● **Given exercise**: Nothing but the lines from the one that contains "Locate the terex" through the end of the listing should appear, set down exactly.

========

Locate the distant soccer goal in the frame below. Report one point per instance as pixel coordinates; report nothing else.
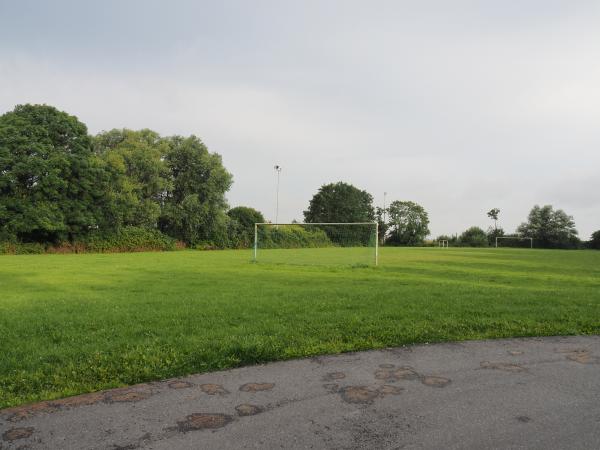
(354, 244)
(514, 241)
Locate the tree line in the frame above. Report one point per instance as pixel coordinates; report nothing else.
(61, 188)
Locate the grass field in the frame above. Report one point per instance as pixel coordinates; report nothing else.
(77, 323)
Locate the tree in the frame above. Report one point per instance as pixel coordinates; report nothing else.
(550, 228)
(340, 202)
(493, 214)
(493, 233)
(595, 240)
(51, 183)
(408, 223)
(380, 216)
(194, 204)
(139, 176)
(242, 223)
(473, 237)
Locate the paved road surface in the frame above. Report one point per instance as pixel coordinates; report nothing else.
(518, 393)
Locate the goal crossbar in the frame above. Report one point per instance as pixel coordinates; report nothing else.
(515, 237)
(375, 224)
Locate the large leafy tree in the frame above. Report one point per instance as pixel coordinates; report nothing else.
(473, 237)
(408, 223)
(241, 226)
(51, 183)
(139, 176)
(195, 204)
(595, 240)
(550, 228)
(340, 202)
(343, 203)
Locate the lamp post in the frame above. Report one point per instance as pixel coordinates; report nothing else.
(384, 218)
(278, 170)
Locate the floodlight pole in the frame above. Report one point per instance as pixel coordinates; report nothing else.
(376, 243)
(278, 170)
(255, 240)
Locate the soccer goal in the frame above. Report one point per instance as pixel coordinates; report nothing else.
(354, 244)
(514, 241)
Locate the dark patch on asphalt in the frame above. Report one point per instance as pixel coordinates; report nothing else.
(133, 394)
(506, 367)
(256, 387)
(386, 389)
(331, 387)
(178, 384)
(126, 446)
(126, 396)
(435, 381)
(332, 376)
(401, 373)
(580, 355)
(201, 421)
(17, 433)
(248, 410)
(358, 394)
(213, 389)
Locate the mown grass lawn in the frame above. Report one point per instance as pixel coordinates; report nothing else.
(77, 323)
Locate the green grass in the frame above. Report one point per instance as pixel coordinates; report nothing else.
(77, 323)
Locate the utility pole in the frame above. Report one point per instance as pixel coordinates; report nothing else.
(278, 170)
(384, 219)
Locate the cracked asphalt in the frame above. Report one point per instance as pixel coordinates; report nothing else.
(537, 393)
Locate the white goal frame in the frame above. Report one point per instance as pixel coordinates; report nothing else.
(515, 237)
(255, 250)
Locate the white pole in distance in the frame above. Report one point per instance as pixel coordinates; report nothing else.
(376, 243)
(255, 240)
(278, 170)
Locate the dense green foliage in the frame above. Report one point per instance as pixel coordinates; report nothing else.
(78, 323)
(293, 236)
(595, 240)
(408, 223)
(242, 223)
(550, 228)
(340, 202)
(473, 237)
(60, 187)
(50, 180)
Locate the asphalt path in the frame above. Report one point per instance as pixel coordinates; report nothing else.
(538, 393)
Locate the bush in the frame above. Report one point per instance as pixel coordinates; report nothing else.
(293, 237)
(18, 248)
(129, 239)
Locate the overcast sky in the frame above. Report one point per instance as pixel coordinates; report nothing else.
(460, 106)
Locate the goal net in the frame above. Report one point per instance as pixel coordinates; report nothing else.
(514, 241)
(352, 244)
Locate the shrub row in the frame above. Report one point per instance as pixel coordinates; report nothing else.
(127, 239)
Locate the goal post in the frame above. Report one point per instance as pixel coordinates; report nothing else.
(325, 243)
(528, 240)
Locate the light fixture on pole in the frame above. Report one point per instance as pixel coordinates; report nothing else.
(278, 170)
(384, 211)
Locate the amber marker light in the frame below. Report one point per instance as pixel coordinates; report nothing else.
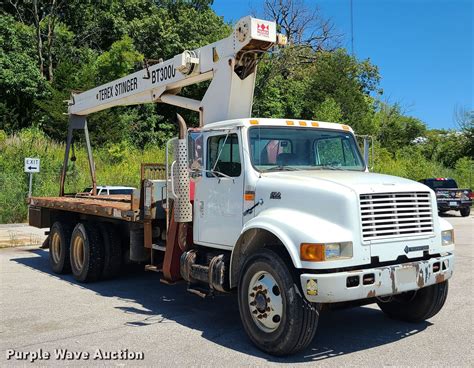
(312, 252)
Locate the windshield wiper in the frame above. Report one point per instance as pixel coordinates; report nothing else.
(328, 167)
(281, 168)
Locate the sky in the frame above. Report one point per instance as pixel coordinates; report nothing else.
(423, 48)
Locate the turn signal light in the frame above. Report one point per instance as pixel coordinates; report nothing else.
(312, 252)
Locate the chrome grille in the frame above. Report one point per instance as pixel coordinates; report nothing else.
(393, 215)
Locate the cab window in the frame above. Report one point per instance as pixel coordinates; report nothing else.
(223, 156)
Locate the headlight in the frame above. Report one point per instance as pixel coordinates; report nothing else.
(325, 252)
(447, 237)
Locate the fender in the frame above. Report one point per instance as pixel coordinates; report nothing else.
(291, 228)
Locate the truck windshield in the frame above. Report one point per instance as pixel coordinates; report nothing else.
(296, 148)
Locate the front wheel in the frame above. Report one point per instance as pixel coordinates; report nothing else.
(416, 306)
(465, 211)
(275, 315)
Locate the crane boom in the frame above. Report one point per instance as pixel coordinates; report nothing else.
(230, 63)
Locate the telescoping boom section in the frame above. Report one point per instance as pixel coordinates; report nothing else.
(230, 63)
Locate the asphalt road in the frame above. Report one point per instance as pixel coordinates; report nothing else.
(40, 310)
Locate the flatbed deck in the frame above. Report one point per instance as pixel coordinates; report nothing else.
(124, 207)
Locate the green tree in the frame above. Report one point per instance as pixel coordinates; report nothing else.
(20, 79)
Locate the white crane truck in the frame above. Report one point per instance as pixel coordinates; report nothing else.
(284, 212)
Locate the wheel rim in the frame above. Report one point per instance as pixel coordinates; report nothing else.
(78, 253)
(56, 247)
(265, 301)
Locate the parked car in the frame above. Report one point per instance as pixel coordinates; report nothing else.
(111, 190)
(449, 196)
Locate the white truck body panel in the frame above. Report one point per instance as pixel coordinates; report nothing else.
(317, 206)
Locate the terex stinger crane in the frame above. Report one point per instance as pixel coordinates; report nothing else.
(284, 212)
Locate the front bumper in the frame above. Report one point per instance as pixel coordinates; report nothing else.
(387, 280)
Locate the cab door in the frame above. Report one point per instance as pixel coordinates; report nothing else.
(218, 201)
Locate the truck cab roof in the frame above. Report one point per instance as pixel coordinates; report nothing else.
(248, 122)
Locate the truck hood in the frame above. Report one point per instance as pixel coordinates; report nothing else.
(359, 182)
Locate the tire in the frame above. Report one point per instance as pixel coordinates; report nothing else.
(417, 306)
(59, 239)
(466, 211)
(112, 251)
(86, 253)
(294, 329)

========

● **Problem solution**:
Locate the terex stinger crane in the frame above. Report one point per instance as pixel coordinates; report nothing else.
(284, 212)
Locate the front bumper in the frame above. Report one point per instance as pixel coordinates; report nothing else.
(387, 280)
Locate the cab door in the frame above. Report one point per instance as pixel coordinates; report nothing else.
(218, 201)
Locate the truck cab roof in the frame above. Report one point per instance as pixel coordinates; report nothing else.
(248, 122)
Locate the truck hood in the frame above. Report one point per instance as pixel coordinates; report nothing else.
(359, 182)
Locate the tire in the frame above. Report one point per instance as pixel coordinates; report nothing else.
(417, 306)
(59, 239)
(466, 211)
(112, 251)
(86, 253)
(294, 329)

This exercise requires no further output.